→ To do
Return each line of the data below verbatim; pictures are to be left out.
*** Data to process ***
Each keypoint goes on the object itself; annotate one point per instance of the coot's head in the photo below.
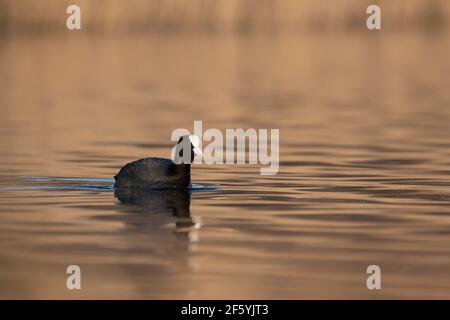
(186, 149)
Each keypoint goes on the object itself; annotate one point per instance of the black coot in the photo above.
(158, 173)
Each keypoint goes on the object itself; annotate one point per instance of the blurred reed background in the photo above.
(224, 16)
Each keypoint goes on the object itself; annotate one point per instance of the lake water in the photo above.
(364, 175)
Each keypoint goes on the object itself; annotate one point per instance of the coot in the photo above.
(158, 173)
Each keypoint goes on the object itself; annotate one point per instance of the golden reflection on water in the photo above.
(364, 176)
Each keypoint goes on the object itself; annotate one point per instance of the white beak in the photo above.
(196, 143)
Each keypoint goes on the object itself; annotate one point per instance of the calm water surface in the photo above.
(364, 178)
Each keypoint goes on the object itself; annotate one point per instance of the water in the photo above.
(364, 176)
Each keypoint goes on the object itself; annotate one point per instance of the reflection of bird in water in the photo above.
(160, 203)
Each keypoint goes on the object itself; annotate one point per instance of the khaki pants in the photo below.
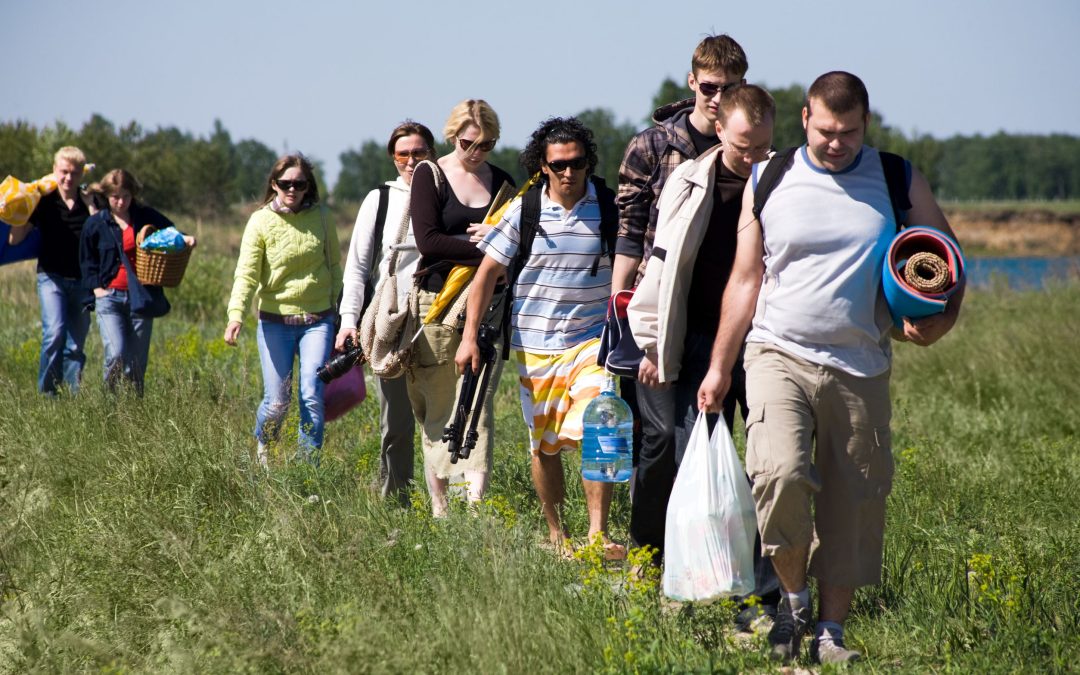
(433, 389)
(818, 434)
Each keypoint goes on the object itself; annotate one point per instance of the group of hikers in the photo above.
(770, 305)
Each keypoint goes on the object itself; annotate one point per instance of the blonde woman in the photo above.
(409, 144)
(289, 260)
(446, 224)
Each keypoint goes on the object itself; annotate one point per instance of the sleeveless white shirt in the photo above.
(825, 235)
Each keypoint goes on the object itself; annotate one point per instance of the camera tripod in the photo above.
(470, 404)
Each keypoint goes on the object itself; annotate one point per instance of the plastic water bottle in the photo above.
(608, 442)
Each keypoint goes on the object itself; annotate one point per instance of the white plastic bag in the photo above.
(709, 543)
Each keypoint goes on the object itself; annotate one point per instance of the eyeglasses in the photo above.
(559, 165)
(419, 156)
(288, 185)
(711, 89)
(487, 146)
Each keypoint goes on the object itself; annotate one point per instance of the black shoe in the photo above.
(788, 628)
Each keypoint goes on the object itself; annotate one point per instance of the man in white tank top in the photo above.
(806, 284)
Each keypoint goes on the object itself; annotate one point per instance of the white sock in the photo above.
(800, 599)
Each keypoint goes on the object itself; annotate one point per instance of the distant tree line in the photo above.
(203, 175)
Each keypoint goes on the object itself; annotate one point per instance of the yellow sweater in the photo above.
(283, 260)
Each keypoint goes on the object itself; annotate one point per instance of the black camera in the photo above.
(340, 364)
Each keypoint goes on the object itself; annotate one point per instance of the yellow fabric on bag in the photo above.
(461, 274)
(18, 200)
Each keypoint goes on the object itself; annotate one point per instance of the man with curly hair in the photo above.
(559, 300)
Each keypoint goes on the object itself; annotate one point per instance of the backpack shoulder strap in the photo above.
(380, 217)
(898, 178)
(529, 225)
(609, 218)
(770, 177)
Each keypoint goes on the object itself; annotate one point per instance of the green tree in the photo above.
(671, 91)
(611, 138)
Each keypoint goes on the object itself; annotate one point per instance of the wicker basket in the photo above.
***
→ Task solution
Each keypoint goes on the object itself; annotate one point per instance of the coot's head in the photo below.
(186, 149)
Each keypoint goes on the object itself; annotate one point per instance of the black coot in the photo above.
(158, 173)
Each keypoint goes on the object itself; annotate one point per instance of the blurred reed background in the photo above.
(224, 16)
Each keypoint goes on the object itself; annotate one point per instance of the lake water in the photo above.
(364, 175)
Each keypoint goes on the object itself; annotate one point per instance of the coot in the photo above.
(158, 173)
Each keypoint goes on the object itself; annotate one point per instance of the golden reflection on water in the photo above.
(364, 176)
Each keypoint goes on the object itself; annotate one point per instance of the white beak in the photo above.
(196, 143)
Each keypoint goes on the object itself; annotate one point per instance of the calm water surface in the photo above.
(364, 178)
Each keypoint goes on the object itself; annotate one point per instance of the water in the photo above.
(364, 176)
Each keypoint goes on the object itself; annotate one point per instance of the reflection of bird in water in the photo above.
(160, 203)
Each keypoint goes on the object itself; annotate one point per instance of the khaki pants in the photo below.
(433, 389)
(818, 434)
Each keypoint goes on the object itself; annotate one point per instance of the group of hikers in the photo above.
(770, 305)
Each keypoint goes on the object itself; annotate one point per instance of the blonde woman in the photo above.
(409, 144)
(289, 260)
(446, 224)
Each keypoint goes on the object itself; annotate one point per instance of the sleeveless white shirt in the photo above.
(825, 235)
Each keypoint goes on the object itself; annotate one point per instance of the camera tripod in the photo above.
(470, 404)
Each keypoint goes on the object itself; annotate one point per instance of the plastic water bottle in the photo above.
(608, 442)
Each keypoint goes on the object itself; annotate one point per instance of the white plastic bag in the photo above.
(709, 543)
Each keypoint goes on the object itself; annotate one point per instance of the eyeglasses in the photo above.
(559, 165)
(419, 156)
(288, 185)
(711, 89)
(487, 146)
Each keypoint goes on the object itself; annotate one point per instance of the black shoe in the photo above.
(788, 628)
Each keypoint goes on the object itself; annotate one point per instance of the man in white tank top in the photo above.
(806, 284)
Each keypoint goes on the object itself; annotate one point per instance of the white sock in the photo above.
(800, 599)
Each keypoint goes on the object itself; annotate one point per instance of the distant tree line in the photo above.
(203, 175)
Each keypoint goes on the object itself; annotate one point per instance of the yellow sweater in the photo above.
(283, 260)
Each keypoint goes on the object itself; annotate one point per instance of the black camera in the photo above.
(340, 364)
Each keypoint goes on the object itself; annotate one point per instance of the yellow fabric on bag in the photo above.
(461, 274)
(18, 200)
Each keypoint goes on the object itself; annotate one point per instance of the man with curly hair in the photo above.
(559, 300)
Each keypoint goes on the object itself; annotate one point per instance of the backpack shoulder strap in the photo above.
(380, 217)
(898, 178)
(529, 225)
(609, 218)
(770, 177)
Each keypoint goes on the object itself; annotate one point per instance of the green tree in the photo above.
(671, 91)
(611, 138)
Each keypoint goes on the object itself; annotate one point per instance of the wicker basket in the photo above.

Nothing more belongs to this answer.